* **Yapılacak iş 1**: Belge alıntısına göre şeriat yanlısı radyo ve TV yayınlarında vatandaşların hangi duyguları ön plana çıkarılıyor?
* **Yapılacak iş 2**: Belge alıntısında "Bu konularda kamuoyunda" ile "karşın beyni yıkanıyor." arasındaki kısmı, bu ikisi de dahil olmak üzere, değiştirmeden yaz.
* **Yapılacak iş 3**: Belge alıntısına göre bu infaz yayınlarının dışarıdan tek bir merkezden organize edildiği neden söyleniyor? Bir iki cümleyle açıkla.

Bu konularda kamuoyunda o kadar çok hükümet, şeriat yanlısı beyin
yayınlar yapılıyor
ki, özellikle şeriat yanlısı, radyo, televizyon, gazetelerde hükümet
muhaliflerine karşın, komutanlar aleyhinde insafsızca infazlar yapılıyor.
Söylenenlerde, yazılanlarda ortak hatta benzeri öğelerin bulunması
bu infaz yayınları dışarıdan tek bir merkezden
organize ediliyor. Bu propagandalarda imamlarda da misyonerler gibi kullandırılıyor,
vatandaşların mevcut laik cumhuriyete karşın beyni yıkanıyor.
Bir çok şeriat yanlısı radyo, TV yayınlarında vatandaşların
dini, ibadet duyguları
ön plana çıkarılarak ustalıklı bir şekilde vatandaşlar
tehlikeli, toleransız şartlandırılıyor.
Bu oluşum gelişmekte
olan toplumlarda, halkta görülmektedir. Demokrasi anlayışı
burada farklıdır; bir çıkar partisinin devleti ele geçirmek, ve devletin nimetlerinden, gücünde yararlanmak, diğer
insanları sömürmek, kullanmaktır ve gücü sonsuza dek korumaktır.
Devletin yasa ve yönetmelikleri bu oluşuma
meydan vermeyecek şekilde düzenlenmeliydi, halk bu konuda bilinçlendirilmelidir.
Vatandaşına
sahip çıkmayan, vatandaşı kullanan bir devlet yönetiminde,
günlük yasayan, yasayan ölü vatandaş ne diye bu devlet yönetiminden
korksun ki. Kaybedecek nesi kaldı ki. Ölümle sonuçlanacak bir mücadele dahi,
onursuz böyle bir itsel, eşeksel yaşamdan daha hayırlı olacaktır.

* **Bilgiler**:
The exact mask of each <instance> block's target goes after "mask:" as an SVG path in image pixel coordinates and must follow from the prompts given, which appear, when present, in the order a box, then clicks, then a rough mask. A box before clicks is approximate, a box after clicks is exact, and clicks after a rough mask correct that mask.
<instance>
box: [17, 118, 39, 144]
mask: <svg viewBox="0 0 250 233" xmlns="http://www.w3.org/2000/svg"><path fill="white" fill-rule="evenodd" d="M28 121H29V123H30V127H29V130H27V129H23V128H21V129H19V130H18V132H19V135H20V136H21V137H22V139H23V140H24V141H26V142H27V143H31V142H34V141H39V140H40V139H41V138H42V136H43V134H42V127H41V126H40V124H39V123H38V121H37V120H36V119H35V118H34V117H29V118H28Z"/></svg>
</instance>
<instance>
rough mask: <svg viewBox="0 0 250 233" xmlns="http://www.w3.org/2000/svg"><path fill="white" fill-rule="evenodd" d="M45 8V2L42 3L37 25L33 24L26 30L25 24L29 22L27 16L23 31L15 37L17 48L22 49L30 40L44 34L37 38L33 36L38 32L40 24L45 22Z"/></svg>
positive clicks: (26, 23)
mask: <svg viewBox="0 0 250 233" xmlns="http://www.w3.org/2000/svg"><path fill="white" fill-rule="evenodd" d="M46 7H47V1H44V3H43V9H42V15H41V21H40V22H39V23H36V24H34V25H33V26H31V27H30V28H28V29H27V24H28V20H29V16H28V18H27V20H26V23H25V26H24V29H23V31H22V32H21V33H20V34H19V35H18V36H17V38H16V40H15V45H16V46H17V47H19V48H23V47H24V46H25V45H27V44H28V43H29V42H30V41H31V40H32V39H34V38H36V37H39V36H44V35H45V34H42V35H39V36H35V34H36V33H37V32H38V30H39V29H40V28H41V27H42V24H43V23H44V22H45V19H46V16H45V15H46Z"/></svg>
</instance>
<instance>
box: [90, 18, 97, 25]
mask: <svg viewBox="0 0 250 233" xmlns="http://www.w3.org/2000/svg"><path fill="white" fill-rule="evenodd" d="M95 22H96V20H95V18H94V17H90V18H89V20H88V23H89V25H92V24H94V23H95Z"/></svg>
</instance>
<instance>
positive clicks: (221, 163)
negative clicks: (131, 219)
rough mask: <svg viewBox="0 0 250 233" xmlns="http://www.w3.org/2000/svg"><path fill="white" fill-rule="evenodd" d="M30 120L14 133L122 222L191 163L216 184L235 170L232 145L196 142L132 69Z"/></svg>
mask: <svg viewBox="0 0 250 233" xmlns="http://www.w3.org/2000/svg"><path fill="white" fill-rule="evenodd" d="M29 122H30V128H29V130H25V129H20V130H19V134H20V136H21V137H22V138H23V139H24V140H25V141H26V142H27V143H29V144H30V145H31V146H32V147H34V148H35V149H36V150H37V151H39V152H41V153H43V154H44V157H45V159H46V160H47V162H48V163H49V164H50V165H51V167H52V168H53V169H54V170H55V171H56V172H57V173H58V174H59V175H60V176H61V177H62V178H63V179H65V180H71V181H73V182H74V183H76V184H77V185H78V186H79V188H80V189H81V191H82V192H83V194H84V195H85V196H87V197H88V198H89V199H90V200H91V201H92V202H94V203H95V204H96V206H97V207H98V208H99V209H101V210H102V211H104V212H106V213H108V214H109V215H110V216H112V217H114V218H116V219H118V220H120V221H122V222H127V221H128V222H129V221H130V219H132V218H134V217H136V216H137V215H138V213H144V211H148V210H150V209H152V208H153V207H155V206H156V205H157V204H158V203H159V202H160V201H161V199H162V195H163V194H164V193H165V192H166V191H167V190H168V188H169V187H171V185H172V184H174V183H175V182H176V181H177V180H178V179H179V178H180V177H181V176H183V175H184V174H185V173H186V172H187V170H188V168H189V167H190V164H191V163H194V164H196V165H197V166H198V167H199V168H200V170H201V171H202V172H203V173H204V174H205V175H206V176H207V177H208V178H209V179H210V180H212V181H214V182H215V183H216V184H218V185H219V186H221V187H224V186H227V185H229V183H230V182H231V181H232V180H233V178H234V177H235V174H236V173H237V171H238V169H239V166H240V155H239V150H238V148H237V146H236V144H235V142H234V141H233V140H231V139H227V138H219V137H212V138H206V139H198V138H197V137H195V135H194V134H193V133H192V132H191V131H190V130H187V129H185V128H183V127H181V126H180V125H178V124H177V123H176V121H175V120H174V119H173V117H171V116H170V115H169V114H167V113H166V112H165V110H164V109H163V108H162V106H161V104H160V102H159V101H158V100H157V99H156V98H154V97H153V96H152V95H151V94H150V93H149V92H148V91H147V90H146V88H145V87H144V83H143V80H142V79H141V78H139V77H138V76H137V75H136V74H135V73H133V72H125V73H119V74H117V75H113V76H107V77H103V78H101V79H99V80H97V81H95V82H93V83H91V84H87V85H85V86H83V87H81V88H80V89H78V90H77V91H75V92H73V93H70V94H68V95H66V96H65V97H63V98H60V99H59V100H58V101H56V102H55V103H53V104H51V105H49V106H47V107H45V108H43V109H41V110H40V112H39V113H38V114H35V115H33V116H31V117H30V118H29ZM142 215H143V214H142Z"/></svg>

* **Alıştırma sonucu 1**: Dini ve ibadet duyguları.

* **Alıştırma sonucu 2**:
Bu konularda kamuoyunda o kadar çok hükümet, şeriat yanlısı beyin
yayınlar yapılıyor
ki, özellikle şeriat yanlısı, radyo, televizyon, gazetelerde hükümet
muhaliflerine karşın, komutanlar aleyhinde insafsızca infazlar yapılıyor.
Söylenenlerde, yazılanlarda ortak hatta benzeri öğelerin bulunması
bu infaz yayınları dışarıdan tek bir merkezden
organize ediliyor. Bu propagandalarda imamlarda da misyonerler gibi kullandırılıyor,
vatandaşların mevcut laik cumhuriyete karşın beyni yıkanıyor.

* **Alıştırma sonucu 3**: Çünkü söylenenlerde ve yazılanlarda ortak, hatta benzer öğeler bulunuyor. Metin bunu, yayınların tek bir merkezden yönetildiğinin işareti olarak görüyor.